• [Text for analysis]
####

Now that’s a bit more like it! After season 7 returned with two half-decent but misfiring episodes, it was up to Mark Gatiss to revive my hopes for this season with his fifth Who episode. It felt like more of a return to the more classic episodes of the revived Who series, no coincidence as Mark as written an episode for most of the seasons since the series returned in 2005.
The Doctor and Clara unexpectedly end up on a Russian nuclear sub underneath the Arctic ice, as the Cold War ran into 1983. They don’t bother explaining how they ended up there instead of the intended Las Vegas (odd considering how accurate is has to be a lot of the time), and a line of dialogue at the very end takes care of the conveniently inconvenient absence of the TARDIS for the duration of the episode. That felt a bit sloppy with hindsight!
Either way, by a stroke of luck they arrive just before one of The Doctor’s old enemies from the 70s is defrosted and wreaks havoc on the sub. In contrast to the latest warrior race to be revived, the comedically blustery Sontarans, this is an Ice Warrior that quickly shows just how powerful, intelligent and dangerous it can be.

####

• [Entries shown]
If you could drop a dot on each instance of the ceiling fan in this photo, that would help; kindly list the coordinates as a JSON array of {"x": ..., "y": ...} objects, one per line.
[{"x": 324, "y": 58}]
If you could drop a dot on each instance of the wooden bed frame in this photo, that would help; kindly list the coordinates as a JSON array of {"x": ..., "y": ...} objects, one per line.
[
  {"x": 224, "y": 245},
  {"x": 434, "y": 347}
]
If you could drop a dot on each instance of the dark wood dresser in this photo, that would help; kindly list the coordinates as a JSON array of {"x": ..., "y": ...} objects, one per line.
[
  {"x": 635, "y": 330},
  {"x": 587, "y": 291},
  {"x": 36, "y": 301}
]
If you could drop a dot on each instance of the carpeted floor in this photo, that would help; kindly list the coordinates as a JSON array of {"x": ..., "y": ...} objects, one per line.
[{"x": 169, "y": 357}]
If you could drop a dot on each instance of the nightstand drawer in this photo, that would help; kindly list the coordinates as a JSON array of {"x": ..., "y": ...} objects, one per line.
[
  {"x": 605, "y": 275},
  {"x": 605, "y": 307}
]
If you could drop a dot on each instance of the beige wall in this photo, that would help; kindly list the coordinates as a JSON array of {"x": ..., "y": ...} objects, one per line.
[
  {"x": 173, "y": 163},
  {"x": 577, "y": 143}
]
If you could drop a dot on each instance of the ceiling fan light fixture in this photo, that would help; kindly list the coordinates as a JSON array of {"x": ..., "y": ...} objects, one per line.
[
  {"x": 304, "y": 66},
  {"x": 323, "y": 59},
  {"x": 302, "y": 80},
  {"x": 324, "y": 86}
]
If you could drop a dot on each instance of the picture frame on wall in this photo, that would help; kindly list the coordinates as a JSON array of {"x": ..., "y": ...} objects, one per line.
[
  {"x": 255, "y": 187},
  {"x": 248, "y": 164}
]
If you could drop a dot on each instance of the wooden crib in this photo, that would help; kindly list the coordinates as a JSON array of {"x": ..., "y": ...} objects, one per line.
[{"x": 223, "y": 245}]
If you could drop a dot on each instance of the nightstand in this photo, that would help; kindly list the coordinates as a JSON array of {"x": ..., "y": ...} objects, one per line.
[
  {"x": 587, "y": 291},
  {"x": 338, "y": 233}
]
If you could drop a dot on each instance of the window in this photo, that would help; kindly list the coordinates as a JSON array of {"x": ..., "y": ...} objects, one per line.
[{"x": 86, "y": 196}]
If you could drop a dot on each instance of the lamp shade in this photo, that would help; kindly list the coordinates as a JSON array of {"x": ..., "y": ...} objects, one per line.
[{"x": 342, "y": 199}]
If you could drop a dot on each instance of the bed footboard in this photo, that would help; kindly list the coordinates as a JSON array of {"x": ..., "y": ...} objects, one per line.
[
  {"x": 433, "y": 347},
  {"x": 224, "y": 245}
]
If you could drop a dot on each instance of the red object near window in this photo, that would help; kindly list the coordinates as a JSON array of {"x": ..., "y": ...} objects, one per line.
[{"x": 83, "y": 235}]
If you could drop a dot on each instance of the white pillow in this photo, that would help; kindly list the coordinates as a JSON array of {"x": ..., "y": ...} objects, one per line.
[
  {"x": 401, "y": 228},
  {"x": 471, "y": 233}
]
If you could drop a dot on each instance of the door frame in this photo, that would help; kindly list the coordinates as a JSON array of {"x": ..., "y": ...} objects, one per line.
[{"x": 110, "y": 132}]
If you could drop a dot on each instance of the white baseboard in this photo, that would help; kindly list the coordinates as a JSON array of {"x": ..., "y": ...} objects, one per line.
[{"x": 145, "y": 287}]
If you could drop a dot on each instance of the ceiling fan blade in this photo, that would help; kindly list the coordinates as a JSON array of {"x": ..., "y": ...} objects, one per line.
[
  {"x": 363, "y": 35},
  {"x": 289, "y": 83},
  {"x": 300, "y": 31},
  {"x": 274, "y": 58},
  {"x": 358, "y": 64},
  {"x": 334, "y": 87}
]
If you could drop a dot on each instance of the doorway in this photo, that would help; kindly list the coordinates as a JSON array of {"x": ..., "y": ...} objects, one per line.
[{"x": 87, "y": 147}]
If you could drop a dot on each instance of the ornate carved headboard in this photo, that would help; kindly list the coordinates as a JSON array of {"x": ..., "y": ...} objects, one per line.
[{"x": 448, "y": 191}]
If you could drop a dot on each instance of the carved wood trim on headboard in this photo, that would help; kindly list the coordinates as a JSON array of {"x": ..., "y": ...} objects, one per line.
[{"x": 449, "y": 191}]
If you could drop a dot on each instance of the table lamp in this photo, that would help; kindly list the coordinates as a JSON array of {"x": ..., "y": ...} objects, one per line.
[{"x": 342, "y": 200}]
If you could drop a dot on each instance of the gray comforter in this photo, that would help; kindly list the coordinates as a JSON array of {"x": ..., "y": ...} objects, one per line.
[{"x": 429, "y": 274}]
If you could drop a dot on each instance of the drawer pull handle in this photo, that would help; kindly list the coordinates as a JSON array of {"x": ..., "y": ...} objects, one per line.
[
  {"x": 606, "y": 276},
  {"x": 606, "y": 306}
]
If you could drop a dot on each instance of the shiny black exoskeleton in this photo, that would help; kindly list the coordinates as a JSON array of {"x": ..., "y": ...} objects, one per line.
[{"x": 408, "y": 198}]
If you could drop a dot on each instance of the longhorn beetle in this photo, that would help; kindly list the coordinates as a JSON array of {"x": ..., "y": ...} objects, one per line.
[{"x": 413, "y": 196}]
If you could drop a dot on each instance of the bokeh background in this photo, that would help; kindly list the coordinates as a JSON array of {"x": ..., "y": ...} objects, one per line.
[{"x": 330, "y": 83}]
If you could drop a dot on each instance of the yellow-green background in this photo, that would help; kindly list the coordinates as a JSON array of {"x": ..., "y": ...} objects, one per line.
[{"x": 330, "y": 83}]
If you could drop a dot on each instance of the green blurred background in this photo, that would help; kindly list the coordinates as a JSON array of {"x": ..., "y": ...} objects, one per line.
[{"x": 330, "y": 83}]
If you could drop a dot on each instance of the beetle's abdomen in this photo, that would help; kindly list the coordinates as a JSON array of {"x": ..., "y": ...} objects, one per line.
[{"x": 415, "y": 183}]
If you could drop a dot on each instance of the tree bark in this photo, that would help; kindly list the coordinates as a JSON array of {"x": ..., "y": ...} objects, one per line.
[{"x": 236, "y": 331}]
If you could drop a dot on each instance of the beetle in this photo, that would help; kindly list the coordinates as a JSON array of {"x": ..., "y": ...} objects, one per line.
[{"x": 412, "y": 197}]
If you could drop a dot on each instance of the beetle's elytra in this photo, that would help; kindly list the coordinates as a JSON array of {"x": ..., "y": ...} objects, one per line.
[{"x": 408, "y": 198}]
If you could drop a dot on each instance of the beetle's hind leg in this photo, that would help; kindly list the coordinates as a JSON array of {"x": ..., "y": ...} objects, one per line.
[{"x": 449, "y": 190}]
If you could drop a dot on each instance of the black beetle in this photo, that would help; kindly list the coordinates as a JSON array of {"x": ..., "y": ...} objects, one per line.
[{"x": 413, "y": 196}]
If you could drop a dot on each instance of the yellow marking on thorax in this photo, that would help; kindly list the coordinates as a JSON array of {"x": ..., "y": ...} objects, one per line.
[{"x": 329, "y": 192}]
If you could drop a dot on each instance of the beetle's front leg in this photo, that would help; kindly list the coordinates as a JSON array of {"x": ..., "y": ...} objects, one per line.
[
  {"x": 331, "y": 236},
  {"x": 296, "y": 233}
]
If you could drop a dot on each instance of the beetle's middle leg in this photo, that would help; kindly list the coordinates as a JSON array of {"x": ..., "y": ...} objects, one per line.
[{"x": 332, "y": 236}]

####

• [Check your understanding]
1. Print the stretch of the Doctor Who review from "Now that’s a" through "sloppy with hindsight!", copying every word unchanged.
2. Write what comes next in the Doctor Who episode review, picking up after its final sentence.

• [Answers provided]
1.
Now that’s a bit more like it! After season 7 returned with two half-decent but misfiring episodes, it was up to Mark Gatiss to revive my hopes for this season with his fifth Who episode. It felt like more of a return to the more classic episodes of the revived Who series, no coincidence as Mark as written an episode for most of the seasons since the series returned in 2005.
The Doctor and Clara unexpectedly end up on a Russian nuclear sub underneath the Arctic ice, as the Cold War ran into 1983. They don’t bother explaining how they ended up there instead of the intended Las Vegas (odd considering how accurate is has to be a lot of the time), and a line of dialogue at the very end takes care of the conveniently inconvenient absence of the TARDIS for the duration of the episode. That felt a bit sloppy with hindsight!

2.
There were a few parallels with the Dalek’s revival episode, 2005’s “Dalek”, particularly an attempted negotiation with the compromised warrior by Clara, and the enemy coming to grips with apparently being the last of their kind. Ultimately it’s negotiation and compassion that saves the day, at least a more reasonable conclusion than some of the emotional Deus ex Machina endings we’ve had recently.
I prefer the serious tone this episode took practically from the beginning. While Matt scowling for 45 minutes might get old if we get it every week, at least this is better than the rubber-faced flippancy we’ve put up with this series. Clara held her own and is settling into her companion role well, I just wish she was just an ordinary girl without this story-arc-in-waiting hovering over her. However, with indications that there are a few visits to Victorian London before season is out, I hold hope that this will be taken care of sooner rather than later.
Horror legend David Warner was an unexpected addition, even if he had an uncertain role in plot, aside from shoe-horning in a few cringey pop culture references. It was an incredibly English cast for a Russian sub, with the one-line explanation of the TARDIS’s Google Translate service stretched to breaking point considering its absence for the episode.
But all in all, I quite enjoyed it, and I’m suddenly feeling a lot better about the remaining episodes.